• _DOCUMENT_:
________________
In what is called the system of open circulation, a supply main conveys the steam to the radiating surfaces, whence a return main conducts the condensed water either into an open tank for feeding the boiler, or into a drain to run to waste, the boiler being fed from some other source; the system of what is called closed circulation is carried out either with separate supply and return mains, both of which extend to the furthest distance to which the heat has to be distributed, or else with a single main, which answers at once for both the supply and the return, either with or without a longitudinal partition inside it for separating the outward current of steam supply from the return current of condensed water.
In either case suitable traps have to be provided on the return main, for preserving the steam pressure within the supply main and radiators. These two systems, in any of their modifications, may also be combined, as is most generally done in any extensive warming apparatus.
________________
• _DATA SUPPLIED_:

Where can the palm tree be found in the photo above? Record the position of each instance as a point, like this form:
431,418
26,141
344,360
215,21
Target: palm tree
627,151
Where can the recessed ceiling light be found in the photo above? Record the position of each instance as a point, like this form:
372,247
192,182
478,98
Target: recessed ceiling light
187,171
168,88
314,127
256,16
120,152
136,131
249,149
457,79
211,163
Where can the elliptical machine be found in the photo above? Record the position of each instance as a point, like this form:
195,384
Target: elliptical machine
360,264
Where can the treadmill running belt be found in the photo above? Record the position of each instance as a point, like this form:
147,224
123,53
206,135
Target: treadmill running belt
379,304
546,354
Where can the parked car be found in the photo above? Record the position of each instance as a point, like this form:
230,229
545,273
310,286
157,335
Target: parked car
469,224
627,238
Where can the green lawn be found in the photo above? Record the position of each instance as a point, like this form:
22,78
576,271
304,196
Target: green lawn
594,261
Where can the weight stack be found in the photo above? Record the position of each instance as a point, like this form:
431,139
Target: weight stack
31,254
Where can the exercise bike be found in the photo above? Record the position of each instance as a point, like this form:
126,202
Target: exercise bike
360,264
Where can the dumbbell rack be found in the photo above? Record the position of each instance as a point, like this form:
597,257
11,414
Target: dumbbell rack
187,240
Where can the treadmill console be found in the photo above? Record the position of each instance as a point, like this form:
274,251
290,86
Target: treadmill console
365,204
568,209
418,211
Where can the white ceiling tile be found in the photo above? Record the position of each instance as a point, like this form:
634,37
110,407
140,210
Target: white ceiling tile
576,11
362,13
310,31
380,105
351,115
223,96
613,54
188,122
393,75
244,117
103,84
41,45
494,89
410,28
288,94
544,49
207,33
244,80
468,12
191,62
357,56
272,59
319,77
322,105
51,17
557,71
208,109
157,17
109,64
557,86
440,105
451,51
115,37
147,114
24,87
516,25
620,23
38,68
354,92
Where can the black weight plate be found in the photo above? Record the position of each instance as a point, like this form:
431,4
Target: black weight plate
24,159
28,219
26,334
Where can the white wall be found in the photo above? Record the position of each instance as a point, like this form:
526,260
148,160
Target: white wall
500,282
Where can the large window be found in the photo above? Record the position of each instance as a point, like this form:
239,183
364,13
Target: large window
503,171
________________
• _GIVEN INSTRUCTION 1_:
Name each kind of main mentioned in the steam-heating text.
• _GIVEN INSTRUCTION 2_:
Extract the passage from the steam-heating text starting with "In what is called" and going on through "of condensed water.".

• _WRITTEN RESPONSE 1_:
supply main, return main, single main

• _WRITTEN RESPONSE 2_:
In what is called the system of open circulation, a supply main conveys the steam to the radiating surfaces, whence a return main conducts the condensed water either into an open tank for feeding the boiler, or into a drain to run to waste, the boiler being fed from some other source; the system of what is called closed circulation is carried out either with separate supply and return mains, both of which extend to the furthest distance to which the heat has to be distributed, or else with a single main, which answers at once for both the supply and the return, either with or without a longitudinal partition inside it for separating the outward current of steam supply from the return current of condensed water.